### EXERCISE AIM
In the data, take everything from the line containing "job: provide the outline of every instance of the tree" down to the line containing "POLYGON ((121 141, 121" and change "tree trunk" to "tree stump". Return only those lines, otherwise unchanged.

Excerpts from segmentation records
****************
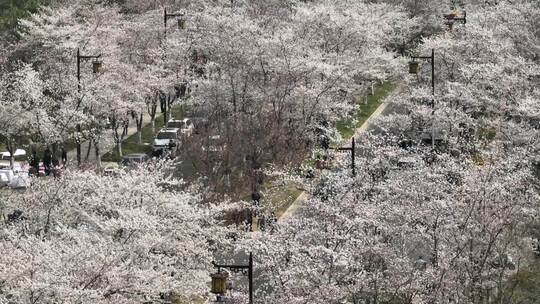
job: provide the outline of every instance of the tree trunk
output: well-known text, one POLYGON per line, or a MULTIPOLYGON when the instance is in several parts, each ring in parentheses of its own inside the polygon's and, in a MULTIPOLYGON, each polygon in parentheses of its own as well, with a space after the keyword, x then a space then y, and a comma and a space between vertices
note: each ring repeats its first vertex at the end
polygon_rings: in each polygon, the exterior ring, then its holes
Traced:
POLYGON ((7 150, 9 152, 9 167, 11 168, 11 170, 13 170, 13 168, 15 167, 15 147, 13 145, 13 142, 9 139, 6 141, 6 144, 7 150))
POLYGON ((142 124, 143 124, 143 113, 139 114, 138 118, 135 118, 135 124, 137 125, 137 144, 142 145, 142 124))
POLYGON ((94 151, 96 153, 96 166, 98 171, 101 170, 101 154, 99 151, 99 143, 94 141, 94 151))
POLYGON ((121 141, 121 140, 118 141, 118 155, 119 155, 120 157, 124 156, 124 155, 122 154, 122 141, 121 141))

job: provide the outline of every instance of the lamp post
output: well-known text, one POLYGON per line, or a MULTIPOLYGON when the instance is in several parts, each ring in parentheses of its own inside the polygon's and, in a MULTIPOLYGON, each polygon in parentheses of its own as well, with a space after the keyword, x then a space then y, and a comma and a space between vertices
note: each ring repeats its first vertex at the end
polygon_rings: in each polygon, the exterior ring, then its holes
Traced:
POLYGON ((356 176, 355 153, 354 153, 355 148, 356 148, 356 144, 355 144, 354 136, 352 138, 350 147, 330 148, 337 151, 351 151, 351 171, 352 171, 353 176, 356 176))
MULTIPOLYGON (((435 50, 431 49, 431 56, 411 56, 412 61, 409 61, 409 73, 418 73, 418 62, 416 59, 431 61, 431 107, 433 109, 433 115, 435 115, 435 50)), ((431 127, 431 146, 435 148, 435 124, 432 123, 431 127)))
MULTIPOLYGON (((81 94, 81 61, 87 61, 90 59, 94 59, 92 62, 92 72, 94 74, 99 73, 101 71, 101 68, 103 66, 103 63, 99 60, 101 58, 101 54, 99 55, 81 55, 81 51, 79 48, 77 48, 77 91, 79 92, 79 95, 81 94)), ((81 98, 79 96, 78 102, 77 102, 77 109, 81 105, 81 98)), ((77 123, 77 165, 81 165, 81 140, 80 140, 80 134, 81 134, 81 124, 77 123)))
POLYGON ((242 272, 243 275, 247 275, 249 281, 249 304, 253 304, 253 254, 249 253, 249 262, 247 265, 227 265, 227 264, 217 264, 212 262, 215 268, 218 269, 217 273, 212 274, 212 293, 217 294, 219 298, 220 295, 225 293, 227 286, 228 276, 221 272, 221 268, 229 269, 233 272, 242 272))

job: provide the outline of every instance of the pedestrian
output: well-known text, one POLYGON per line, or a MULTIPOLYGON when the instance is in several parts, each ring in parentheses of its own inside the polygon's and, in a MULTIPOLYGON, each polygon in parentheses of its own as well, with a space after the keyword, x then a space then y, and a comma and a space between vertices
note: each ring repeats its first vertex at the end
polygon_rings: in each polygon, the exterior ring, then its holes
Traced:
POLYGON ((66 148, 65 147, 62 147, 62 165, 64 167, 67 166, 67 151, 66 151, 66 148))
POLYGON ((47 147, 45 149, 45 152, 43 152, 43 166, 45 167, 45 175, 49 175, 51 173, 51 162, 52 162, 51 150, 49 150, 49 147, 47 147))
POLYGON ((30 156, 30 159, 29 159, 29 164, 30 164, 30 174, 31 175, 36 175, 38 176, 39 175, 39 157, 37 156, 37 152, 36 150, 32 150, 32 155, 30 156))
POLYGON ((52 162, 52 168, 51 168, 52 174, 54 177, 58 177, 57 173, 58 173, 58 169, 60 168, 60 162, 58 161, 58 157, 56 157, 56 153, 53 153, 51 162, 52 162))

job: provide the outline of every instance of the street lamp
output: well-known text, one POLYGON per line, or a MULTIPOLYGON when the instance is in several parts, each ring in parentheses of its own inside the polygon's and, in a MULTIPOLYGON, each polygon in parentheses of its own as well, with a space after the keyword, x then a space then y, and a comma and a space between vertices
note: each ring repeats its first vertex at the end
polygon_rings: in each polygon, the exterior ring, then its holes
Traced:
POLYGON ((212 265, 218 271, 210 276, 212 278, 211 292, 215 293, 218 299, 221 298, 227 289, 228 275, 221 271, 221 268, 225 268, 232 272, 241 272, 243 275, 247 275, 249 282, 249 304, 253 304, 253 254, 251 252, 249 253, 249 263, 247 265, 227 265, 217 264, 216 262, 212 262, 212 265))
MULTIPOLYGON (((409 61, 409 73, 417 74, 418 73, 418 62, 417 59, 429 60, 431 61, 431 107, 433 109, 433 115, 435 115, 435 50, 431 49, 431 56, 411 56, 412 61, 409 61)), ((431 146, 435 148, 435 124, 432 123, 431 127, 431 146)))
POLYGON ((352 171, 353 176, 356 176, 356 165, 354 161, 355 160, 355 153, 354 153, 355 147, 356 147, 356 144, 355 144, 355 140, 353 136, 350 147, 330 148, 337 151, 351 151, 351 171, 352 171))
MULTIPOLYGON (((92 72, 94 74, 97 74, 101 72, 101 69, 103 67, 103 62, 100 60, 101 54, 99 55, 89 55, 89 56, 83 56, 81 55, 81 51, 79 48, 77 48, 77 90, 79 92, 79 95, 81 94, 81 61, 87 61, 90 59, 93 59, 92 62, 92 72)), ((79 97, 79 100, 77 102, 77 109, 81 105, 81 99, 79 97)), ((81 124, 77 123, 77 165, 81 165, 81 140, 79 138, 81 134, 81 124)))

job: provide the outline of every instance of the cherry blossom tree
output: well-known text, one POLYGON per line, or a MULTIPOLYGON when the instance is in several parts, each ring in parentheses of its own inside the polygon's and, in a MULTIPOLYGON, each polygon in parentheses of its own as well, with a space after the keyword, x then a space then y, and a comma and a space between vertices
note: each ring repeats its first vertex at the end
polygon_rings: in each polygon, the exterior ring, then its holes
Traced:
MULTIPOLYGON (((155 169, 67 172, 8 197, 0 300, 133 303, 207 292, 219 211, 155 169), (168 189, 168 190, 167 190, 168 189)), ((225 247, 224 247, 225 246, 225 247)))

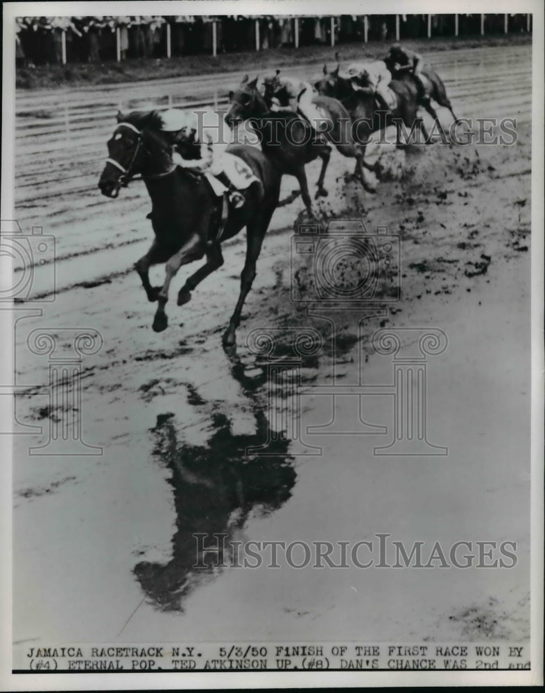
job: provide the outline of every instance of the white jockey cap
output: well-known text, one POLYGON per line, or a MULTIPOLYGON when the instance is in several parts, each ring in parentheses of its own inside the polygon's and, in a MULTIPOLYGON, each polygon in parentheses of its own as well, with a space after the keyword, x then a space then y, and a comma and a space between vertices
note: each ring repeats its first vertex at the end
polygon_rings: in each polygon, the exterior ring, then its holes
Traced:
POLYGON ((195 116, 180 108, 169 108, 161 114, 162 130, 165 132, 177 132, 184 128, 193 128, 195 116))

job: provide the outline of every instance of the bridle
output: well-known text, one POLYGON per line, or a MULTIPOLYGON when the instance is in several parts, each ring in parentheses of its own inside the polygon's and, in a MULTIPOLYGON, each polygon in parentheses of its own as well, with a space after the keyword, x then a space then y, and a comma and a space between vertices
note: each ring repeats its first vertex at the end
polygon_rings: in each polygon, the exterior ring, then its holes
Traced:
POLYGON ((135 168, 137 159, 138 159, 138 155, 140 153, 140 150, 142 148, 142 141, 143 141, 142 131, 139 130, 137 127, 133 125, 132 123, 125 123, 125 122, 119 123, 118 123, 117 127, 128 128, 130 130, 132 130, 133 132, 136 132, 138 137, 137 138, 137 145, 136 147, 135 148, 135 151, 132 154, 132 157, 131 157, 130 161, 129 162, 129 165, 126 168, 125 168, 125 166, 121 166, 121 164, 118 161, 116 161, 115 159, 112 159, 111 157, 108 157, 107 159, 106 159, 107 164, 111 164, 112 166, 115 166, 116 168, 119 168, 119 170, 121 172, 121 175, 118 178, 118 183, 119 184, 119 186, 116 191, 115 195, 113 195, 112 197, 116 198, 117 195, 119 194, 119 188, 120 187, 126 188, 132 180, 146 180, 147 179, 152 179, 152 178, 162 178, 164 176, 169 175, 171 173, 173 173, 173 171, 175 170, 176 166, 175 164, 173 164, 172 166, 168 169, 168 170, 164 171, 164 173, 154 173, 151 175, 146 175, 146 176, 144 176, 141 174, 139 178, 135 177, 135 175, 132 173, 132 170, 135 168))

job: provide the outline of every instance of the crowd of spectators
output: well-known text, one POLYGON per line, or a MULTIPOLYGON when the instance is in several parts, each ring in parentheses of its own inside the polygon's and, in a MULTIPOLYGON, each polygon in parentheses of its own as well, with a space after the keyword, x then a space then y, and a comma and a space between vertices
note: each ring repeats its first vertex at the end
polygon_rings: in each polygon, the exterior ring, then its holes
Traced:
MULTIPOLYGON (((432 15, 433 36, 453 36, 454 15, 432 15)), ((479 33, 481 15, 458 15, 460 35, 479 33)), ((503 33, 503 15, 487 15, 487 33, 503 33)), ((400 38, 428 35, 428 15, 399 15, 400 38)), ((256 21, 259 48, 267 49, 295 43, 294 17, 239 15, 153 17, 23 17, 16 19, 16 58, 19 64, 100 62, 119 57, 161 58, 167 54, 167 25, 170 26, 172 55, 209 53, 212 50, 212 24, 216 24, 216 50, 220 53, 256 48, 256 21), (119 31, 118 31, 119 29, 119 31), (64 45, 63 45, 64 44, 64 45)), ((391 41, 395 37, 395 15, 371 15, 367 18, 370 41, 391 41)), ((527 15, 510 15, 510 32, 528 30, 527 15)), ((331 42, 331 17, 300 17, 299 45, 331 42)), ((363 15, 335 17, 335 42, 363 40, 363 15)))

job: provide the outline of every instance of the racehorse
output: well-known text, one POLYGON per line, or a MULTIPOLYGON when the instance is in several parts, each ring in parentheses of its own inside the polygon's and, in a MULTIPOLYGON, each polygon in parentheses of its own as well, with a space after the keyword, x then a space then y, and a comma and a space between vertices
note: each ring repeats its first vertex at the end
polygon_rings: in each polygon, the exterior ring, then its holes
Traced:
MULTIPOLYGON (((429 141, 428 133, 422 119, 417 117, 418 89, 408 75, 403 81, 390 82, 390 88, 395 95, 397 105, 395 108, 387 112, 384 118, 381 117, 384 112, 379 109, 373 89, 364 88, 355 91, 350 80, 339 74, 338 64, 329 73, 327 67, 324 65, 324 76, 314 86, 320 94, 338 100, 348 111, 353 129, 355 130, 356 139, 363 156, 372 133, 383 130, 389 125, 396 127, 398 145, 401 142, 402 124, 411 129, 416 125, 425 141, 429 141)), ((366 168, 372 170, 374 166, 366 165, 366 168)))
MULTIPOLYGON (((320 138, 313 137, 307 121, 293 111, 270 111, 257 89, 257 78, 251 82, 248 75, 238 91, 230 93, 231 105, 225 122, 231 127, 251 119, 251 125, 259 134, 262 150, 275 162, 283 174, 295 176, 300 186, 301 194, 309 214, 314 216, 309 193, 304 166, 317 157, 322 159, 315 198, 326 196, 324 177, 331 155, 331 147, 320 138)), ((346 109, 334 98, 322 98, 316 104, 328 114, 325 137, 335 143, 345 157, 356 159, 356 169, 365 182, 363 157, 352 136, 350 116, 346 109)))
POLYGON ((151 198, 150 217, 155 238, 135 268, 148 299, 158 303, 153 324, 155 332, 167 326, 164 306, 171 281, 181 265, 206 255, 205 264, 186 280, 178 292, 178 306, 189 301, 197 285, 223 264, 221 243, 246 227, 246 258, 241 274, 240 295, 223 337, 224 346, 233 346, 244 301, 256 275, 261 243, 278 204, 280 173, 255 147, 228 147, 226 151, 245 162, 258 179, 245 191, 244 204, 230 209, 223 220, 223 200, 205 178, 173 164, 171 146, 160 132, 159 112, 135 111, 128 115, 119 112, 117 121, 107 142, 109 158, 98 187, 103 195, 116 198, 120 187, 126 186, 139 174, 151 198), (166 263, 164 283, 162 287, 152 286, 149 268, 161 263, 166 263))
****************
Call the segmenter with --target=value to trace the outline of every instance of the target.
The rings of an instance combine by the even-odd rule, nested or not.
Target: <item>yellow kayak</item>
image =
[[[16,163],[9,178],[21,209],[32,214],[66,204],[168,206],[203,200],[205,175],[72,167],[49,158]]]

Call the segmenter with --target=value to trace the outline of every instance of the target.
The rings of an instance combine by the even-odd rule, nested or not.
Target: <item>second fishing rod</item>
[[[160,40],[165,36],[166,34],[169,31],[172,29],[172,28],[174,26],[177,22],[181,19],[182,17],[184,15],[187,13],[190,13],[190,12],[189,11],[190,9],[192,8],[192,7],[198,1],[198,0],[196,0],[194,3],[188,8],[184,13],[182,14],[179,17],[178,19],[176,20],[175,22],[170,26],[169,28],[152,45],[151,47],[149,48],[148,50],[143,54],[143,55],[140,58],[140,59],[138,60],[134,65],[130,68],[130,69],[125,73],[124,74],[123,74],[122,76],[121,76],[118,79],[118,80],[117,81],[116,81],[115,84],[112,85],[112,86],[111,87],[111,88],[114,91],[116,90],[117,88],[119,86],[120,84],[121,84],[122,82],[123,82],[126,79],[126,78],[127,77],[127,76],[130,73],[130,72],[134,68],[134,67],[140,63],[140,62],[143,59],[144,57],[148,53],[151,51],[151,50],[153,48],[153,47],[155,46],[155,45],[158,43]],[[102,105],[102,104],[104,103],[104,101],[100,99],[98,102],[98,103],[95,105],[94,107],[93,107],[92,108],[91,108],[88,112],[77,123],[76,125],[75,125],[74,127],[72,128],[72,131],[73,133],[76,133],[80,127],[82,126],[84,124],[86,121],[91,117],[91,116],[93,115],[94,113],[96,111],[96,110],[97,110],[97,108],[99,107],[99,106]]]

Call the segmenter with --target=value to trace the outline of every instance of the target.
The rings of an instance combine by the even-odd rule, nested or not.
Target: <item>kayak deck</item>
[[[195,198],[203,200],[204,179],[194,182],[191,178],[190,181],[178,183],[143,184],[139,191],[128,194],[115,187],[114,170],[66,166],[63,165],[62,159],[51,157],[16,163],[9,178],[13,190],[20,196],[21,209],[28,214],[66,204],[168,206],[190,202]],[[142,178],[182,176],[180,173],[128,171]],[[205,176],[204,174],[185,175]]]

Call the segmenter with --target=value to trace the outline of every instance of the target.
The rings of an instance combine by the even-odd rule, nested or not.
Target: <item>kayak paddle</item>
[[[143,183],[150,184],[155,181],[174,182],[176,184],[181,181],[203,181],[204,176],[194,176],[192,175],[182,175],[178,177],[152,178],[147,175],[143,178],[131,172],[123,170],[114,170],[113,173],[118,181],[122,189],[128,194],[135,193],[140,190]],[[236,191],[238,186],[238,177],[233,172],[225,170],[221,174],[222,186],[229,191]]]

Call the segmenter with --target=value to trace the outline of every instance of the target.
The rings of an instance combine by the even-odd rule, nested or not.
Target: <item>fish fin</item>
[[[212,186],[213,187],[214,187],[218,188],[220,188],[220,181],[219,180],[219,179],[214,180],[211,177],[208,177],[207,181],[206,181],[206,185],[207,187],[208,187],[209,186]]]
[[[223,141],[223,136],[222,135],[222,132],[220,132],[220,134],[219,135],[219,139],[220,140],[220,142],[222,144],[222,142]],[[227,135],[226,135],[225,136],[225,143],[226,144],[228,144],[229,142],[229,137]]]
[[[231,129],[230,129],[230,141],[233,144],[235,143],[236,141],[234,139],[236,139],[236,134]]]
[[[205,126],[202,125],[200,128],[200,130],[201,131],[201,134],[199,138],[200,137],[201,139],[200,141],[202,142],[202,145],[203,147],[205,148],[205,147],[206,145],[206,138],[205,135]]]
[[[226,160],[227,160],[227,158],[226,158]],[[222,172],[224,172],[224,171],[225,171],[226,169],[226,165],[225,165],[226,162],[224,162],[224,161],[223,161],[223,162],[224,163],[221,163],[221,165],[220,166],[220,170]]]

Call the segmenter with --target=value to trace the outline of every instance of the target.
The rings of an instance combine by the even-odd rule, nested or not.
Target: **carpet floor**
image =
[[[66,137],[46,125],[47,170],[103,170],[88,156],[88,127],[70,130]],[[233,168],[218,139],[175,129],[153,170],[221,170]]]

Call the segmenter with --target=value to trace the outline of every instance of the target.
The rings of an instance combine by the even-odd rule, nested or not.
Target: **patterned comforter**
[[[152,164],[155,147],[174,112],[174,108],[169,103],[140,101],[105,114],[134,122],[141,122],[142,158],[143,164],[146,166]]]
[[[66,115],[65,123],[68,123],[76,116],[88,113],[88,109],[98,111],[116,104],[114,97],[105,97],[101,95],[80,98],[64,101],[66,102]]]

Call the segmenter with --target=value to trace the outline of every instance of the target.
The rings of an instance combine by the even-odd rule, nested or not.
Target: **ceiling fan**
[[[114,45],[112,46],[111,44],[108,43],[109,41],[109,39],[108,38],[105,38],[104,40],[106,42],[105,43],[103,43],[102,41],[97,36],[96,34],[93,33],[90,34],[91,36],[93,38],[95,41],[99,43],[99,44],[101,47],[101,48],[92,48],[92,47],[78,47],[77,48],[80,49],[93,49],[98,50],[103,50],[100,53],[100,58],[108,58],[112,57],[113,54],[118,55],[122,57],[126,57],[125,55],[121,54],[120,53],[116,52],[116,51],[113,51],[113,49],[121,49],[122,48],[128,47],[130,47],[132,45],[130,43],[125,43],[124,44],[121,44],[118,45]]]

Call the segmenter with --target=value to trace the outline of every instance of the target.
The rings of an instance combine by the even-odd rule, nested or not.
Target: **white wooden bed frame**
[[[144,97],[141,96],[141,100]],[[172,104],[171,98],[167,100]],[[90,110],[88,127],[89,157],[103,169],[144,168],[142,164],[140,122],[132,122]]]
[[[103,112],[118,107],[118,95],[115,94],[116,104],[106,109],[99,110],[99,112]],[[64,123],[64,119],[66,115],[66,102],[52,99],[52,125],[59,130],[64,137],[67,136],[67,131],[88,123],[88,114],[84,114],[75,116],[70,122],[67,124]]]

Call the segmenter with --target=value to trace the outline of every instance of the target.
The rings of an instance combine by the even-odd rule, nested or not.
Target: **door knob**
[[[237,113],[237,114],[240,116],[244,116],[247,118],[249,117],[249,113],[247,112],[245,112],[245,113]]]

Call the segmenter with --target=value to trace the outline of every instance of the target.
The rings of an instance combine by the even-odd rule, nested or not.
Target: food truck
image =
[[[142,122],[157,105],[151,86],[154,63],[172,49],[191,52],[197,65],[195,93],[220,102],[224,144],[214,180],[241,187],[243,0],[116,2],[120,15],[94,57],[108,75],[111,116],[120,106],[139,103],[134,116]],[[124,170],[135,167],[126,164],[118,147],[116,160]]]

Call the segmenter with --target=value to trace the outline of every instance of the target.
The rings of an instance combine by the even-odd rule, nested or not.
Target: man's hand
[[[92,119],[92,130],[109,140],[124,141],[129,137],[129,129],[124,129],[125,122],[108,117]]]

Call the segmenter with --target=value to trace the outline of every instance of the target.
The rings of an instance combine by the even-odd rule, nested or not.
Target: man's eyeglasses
****************
### RESULT OF THIS TASK
job: provide the outline of every instance of the tree stump
output: well-known text, one POLYGON per line, or a MULTIPOLYGON when the instance is in several parts, each ring in parentheses of its own inside the polygon's and, in a MULTIPOLYGON, each polygon in parentheses of its own as well, with a space after the keyword, x then a space then y, and a comma and a space between vertices
note: each ring repeats its first vertex at the end
polygon_rings: in each polygon, the exterior ring, then its holes
Traced:
POLYGON ((7 150, 9 152, 9 167, 11 168, 11 170, 13 170, 13 168, 15 167, 15 147, 13 145, 13 142, 9 139, 6 141, 6 144, 7 150))
POLYGON ((142 124, 143 124, 143 113, 139 114, 138 118, 135 118, 135 124, 137 125, 137 144, 142 145, 142 124))
POLYGON ((94 151, 96 153, 96 166, 98 171, 101 170, 101 154, 99 151, 99 143, 94 141, 94 151))
POLYGON ((121 141, 121 140, 118 141, 118 155, 119 155, 120 157, 124 156, 124 155, 122 154, 122 141, 121 141))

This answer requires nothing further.